__Exercise goal__: Find each line in the listing below that contains the string "would" and copy those lines. Case matters.
═════ Provided data ═════
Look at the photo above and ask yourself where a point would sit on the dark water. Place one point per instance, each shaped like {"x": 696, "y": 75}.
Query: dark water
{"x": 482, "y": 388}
═════
═════ Provided data ═════
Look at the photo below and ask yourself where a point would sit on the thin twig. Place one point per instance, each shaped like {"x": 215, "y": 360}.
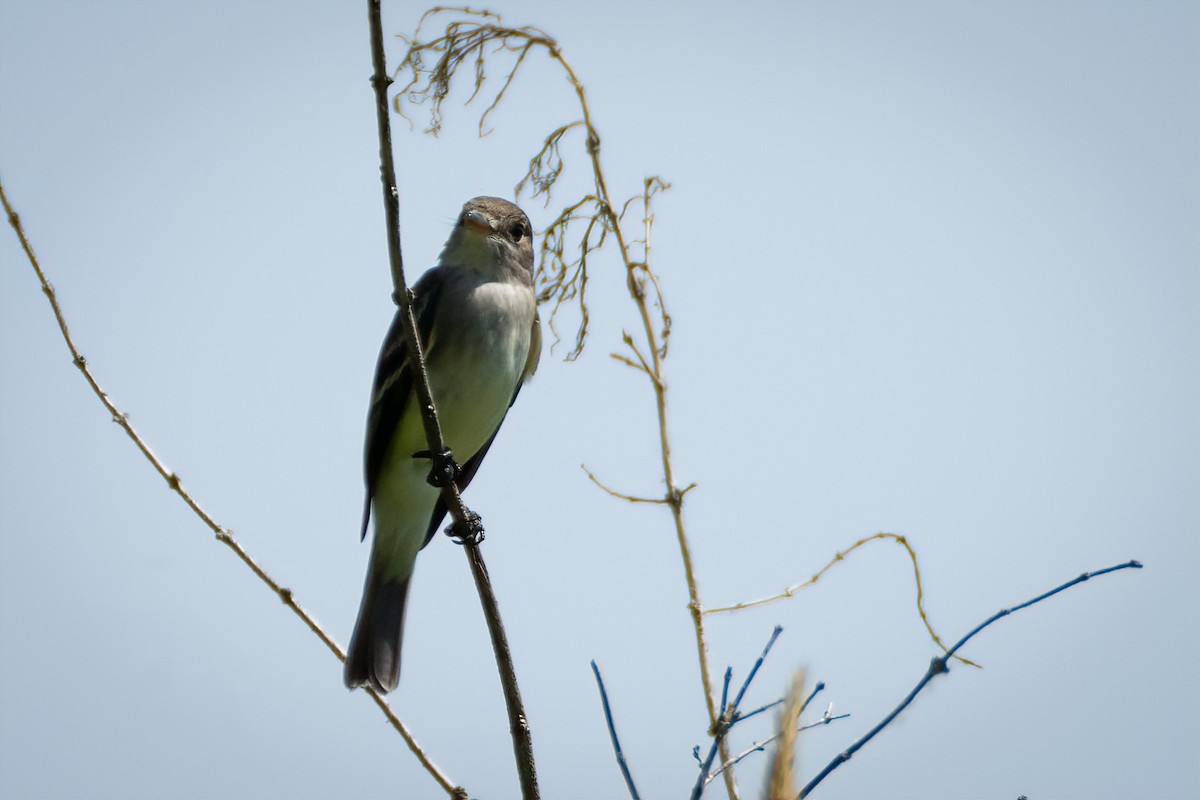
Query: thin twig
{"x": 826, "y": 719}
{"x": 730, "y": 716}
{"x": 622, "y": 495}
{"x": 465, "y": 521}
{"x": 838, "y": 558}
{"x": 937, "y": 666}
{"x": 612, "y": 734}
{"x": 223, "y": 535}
═════
__Answer to this problem__:
Look at the photo above and ask yourself where a point would sit on the dark water. Place one point per instance, each shaped like {"x": 696, "y": 75}.
Look at the photo below and ask yourself where a point would sit on the thin twig. Place one point per instance, each shaped like {"x": 215, "y": 360}.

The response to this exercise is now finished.